- Born: 1930 Montreal, Quebec
- Died: 2009 Terrebonne
- Known for: painter

= Fernand Toupin =

Canadian artist (1930–2009)

Fernand Toupin (1930, Montreal–2009 Terrebonne) was a Québécois abstract painter best known as a first-generation member of the avant-garde movement known as Les Plasticiens. Like other members of the group, his shaped paintings drew upon the tradition of geometric abstraction, and he cited Mondrian as a forerunner. In 1959, Toupin began working with a more lyrical, though abstract, way of painting. The last decade of his career saw his return to geometric abstraction. Like Jean-Paul Mousseau, Toupin created works which lay outside the standard boundaries of art such as his stage sets for ballets.

==Solo exhibitions==
Beginning with his first early-career retrospectives in 1967 and 1972 organized by the Musée d'art contemporain de Montréal and the Canadian Cultural Centre, Paris, Toupin's work was the subject of several gallery and museum exhibitions, both in Canada and abroad. The Musée d'art de Joliette organized a retrospective in 1986 and the Musée du Bas-Saint-Laurent in 2003, among others.

## [What to work on]
A. Print the part of the Fernand Toupin biography from "- Born: 1930" up to and including "sets for ballets.".
B. Answer these from the Fernand Toupin biography:
(i) Which painter did Toupin cite as a forerunner?
(ii) In what year did Toupin begin working in a more lyrical way?
(iii) Which museum organized a Toupin retrospective in 1986?

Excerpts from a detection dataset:
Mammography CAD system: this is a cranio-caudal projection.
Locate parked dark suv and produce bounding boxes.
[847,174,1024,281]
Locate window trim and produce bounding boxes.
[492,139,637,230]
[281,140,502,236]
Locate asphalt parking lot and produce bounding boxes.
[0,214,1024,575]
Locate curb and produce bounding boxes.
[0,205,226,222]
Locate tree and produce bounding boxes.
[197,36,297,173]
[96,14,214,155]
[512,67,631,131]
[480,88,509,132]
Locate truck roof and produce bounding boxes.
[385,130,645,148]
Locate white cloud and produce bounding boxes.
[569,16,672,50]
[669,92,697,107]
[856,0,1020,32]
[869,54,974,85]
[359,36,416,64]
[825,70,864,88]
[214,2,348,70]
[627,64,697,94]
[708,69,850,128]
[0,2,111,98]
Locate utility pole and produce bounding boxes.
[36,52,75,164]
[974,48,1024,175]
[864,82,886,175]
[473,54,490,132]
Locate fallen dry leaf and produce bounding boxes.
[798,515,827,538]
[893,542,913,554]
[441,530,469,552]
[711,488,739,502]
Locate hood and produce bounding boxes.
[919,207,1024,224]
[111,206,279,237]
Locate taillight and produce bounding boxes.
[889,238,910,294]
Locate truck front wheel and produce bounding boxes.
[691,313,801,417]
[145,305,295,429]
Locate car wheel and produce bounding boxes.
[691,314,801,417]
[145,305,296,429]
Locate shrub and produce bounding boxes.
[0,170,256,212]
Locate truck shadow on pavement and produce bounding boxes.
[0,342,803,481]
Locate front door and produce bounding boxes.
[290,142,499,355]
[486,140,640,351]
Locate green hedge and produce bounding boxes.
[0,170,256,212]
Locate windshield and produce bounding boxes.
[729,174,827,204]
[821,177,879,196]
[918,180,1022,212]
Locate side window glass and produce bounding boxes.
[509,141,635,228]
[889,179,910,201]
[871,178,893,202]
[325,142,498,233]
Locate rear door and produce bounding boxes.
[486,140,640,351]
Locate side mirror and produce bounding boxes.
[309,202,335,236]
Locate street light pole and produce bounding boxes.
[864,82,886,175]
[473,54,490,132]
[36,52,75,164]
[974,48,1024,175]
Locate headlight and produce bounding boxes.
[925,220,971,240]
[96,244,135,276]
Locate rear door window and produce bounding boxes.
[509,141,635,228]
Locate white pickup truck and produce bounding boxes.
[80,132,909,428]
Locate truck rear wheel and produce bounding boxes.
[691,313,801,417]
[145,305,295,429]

## [Problem solutions]
A.
- Born: 1930 Montreal, Quebec
- Died: 2009 Terrebonne
- Known for: painter

= Fernand Toupin =

Canadian artist (1930–2009)

Fernand Toupin (1930, Montreal–2009 Terrebonne) was a Québécois abstract painter best known as a first-generation member of the avant-garde movement known as Les Plasticiens. Like other members of the group, his shaped paintings drew upon the tradition of geometric abstraction, and he cited Mondrian as a forerunner. In 1959, Toupin began working with a more lyrical, though abstract, way of painting. The last decade of his career saw his return to geometric abstraction. Like Jean-Paul Mousseau, Toupin created works which lay outside the standard boundaries of art such as his stage sets for ballets.

B.
(i) Mondrian
(ii) 1959
(iii) The Musée d'art de Joliette